Copy each line below that includes "mask".

[Start of section]

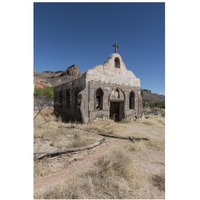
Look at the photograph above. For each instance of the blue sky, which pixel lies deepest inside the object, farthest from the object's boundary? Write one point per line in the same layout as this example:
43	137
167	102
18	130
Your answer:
83	34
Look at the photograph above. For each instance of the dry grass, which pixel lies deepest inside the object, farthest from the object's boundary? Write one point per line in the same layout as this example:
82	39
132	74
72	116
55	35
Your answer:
114	176
48	112
81	140
159	181
136	146
157	144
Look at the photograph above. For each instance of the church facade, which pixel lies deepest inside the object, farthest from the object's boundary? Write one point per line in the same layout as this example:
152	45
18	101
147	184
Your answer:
107	91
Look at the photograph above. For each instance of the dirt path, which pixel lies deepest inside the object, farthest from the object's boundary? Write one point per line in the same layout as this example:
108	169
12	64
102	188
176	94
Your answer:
79	165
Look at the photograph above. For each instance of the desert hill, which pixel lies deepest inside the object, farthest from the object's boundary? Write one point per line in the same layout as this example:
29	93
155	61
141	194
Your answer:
50	78
148	96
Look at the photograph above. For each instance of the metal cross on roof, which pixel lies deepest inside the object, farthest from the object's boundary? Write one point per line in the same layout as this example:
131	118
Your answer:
115	47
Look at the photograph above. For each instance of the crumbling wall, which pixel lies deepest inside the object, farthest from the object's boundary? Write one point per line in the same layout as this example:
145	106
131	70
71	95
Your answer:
72	112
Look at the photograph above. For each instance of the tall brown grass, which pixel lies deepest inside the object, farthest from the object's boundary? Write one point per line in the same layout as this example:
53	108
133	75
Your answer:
114	176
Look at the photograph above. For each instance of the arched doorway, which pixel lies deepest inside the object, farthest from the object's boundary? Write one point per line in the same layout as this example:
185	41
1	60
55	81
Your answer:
117	104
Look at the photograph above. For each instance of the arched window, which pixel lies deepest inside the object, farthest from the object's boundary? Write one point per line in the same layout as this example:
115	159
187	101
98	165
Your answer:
117	94
117	63
132	100
99	99
77	90
68	99
60	99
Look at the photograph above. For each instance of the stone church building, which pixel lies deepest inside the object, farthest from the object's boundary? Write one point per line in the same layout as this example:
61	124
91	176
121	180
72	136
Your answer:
107	91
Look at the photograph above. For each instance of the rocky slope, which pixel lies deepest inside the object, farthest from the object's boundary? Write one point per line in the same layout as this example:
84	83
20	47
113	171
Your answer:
152	97
50	78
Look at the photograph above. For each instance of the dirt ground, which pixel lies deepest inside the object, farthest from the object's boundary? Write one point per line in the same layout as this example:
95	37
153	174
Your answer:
149	157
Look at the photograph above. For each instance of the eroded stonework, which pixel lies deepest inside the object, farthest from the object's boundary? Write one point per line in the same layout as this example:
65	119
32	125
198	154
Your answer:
104	92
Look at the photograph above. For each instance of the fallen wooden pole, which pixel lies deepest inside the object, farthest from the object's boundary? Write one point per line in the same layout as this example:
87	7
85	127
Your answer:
124	138
68	150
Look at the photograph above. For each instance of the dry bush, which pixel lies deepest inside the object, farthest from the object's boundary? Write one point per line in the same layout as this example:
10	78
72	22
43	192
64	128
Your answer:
80	141
159	181
114	176
48	112
136	146
41	168
156	144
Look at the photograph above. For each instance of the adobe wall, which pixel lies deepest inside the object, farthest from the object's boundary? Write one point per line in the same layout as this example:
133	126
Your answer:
73	113
107	88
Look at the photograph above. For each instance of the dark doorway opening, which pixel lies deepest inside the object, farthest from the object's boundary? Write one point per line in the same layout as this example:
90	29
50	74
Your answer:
116	111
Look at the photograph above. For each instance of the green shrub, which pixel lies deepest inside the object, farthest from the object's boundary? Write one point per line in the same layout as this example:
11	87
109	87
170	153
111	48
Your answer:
46	91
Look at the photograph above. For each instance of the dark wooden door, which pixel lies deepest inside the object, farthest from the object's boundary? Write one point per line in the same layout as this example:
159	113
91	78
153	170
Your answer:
117	111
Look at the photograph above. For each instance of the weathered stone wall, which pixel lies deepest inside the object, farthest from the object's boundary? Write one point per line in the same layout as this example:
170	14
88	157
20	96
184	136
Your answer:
108	73
73	111
108	77
107	89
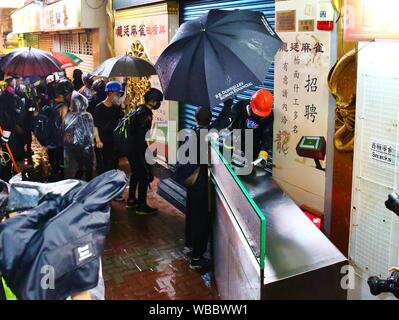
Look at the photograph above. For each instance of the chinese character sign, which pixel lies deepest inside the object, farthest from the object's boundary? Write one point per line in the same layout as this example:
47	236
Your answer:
301	101
152	32
151	28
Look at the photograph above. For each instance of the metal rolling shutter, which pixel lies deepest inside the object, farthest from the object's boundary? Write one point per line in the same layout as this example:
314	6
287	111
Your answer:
81	45
32	40
193	9
46	42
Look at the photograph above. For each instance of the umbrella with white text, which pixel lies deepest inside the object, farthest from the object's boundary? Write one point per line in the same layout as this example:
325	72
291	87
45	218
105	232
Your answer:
216	56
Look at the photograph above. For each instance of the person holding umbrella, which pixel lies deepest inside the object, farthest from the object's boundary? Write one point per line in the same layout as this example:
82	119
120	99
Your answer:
107	115
139	126
56	113
8	123
77	79
255	114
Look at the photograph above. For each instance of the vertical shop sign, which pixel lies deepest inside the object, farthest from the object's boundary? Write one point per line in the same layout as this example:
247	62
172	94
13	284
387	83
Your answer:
301	110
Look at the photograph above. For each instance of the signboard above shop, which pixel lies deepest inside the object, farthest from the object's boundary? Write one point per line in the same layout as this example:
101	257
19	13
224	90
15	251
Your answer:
371	19
62	15
28	19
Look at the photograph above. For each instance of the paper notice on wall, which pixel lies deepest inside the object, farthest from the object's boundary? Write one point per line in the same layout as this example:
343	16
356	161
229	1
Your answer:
286	21
383	153
301	112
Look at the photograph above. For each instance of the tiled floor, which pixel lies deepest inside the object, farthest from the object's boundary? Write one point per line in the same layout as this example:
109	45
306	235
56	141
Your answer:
144	259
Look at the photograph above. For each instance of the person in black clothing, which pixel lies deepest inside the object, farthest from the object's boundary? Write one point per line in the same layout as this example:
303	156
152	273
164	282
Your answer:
107	116
77	79
8	123
257	115
198	217
56	112
141	174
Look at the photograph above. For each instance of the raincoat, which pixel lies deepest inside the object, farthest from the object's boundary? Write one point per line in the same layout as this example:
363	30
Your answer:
78	137
53	250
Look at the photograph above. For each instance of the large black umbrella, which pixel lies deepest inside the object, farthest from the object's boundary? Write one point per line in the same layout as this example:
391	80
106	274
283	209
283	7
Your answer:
125	66
216	56
27	62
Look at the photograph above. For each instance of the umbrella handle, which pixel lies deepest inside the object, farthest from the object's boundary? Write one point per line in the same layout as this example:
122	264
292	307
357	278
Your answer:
17	170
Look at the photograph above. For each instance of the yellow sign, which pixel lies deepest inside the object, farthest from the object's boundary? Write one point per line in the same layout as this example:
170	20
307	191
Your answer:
27	19
153	27
62	15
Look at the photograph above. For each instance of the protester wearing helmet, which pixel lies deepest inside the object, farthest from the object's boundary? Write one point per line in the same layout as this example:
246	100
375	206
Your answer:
78	138
141	174
56	113
107	115
87	89
255	114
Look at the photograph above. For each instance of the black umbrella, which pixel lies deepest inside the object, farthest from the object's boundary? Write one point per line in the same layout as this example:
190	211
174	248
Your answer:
216	56
125	66
27	62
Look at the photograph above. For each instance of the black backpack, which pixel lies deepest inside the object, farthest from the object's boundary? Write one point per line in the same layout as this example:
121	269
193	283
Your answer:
122	133
21	110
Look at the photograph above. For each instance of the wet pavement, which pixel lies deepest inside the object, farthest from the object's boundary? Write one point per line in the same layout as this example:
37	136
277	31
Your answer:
143	259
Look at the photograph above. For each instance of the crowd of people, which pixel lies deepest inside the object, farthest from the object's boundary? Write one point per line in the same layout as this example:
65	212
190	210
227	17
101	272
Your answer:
75	122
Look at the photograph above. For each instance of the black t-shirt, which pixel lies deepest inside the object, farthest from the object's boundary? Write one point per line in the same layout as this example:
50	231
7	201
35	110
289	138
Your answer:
140	126
106	119
262	130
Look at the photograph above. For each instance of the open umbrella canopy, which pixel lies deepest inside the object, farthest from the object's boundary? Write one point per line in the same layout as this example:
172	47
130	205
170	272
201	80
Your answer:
125	66
216	56
67	59
27	62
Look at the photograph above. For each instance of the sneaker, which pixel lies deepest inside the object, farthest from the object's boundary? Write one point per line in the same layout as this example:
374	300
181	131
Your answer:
132	204
145	210
200	263
119	198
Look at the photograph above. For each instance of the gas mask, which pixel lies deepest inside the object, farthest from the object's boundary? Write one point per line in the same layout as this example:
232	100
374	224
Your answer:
157	106
117	100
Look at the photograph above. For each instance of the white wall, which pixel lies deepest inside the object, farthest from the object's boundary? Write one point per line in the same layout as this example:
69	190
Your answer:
297	175
374	236
96	18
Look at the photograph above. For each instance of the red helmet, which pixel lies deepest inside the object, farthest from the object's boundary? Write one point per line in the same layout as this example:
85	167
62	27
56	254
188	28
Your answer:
262	103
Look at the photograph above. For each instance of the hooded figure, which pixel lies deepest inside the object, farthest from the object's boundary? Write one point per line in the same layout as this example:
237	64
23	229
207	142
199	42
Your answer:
78	136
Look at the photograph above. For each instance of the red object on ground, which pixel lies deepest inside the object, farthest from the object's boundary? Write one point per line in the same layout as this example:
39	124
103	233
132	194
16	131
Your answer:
65	61
317	221
262	103
325	25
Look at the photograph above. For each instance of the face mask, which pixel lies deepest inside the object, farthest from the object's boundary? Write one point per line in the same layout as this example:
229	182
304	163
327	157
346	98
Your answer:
116	100
10	90
157	106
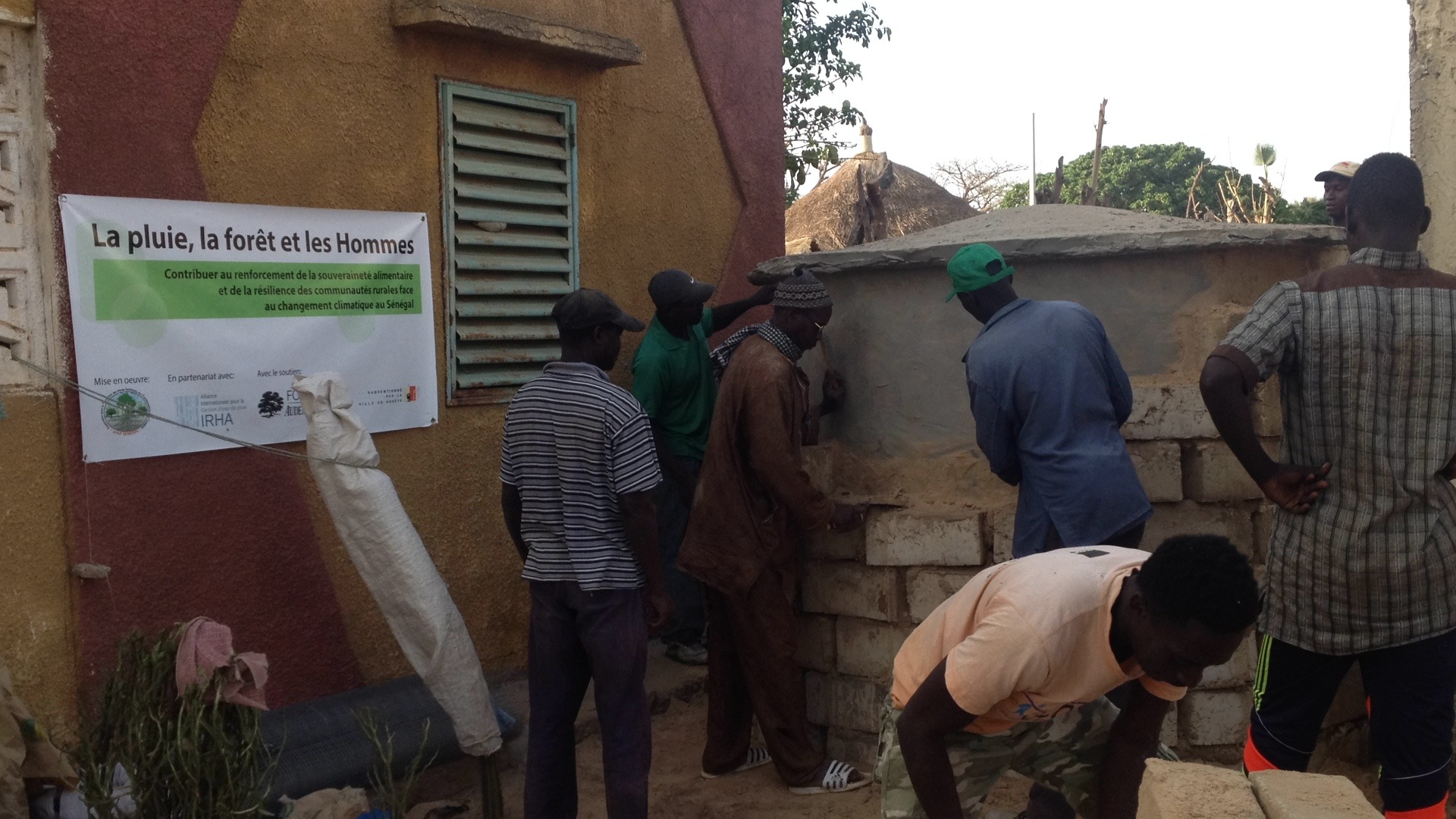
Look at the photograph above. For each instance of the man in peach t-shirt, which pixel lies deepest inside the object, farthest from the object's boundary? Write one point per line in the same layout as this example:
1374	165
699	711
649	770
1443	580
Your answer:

[End of section]

| RESULT OF THE EXERCISE |
Look at the photograph above. For each instance of the gas mask, which pixel lies deepest inside the object, farthest from the object's boundary? Write one point per line in the same layout as this example:
Look at the photograph above. For each instance of the face mask, which pixel lies deepest inside the object, farthest from the object's boundary? Write one point per line in the same layout as this example:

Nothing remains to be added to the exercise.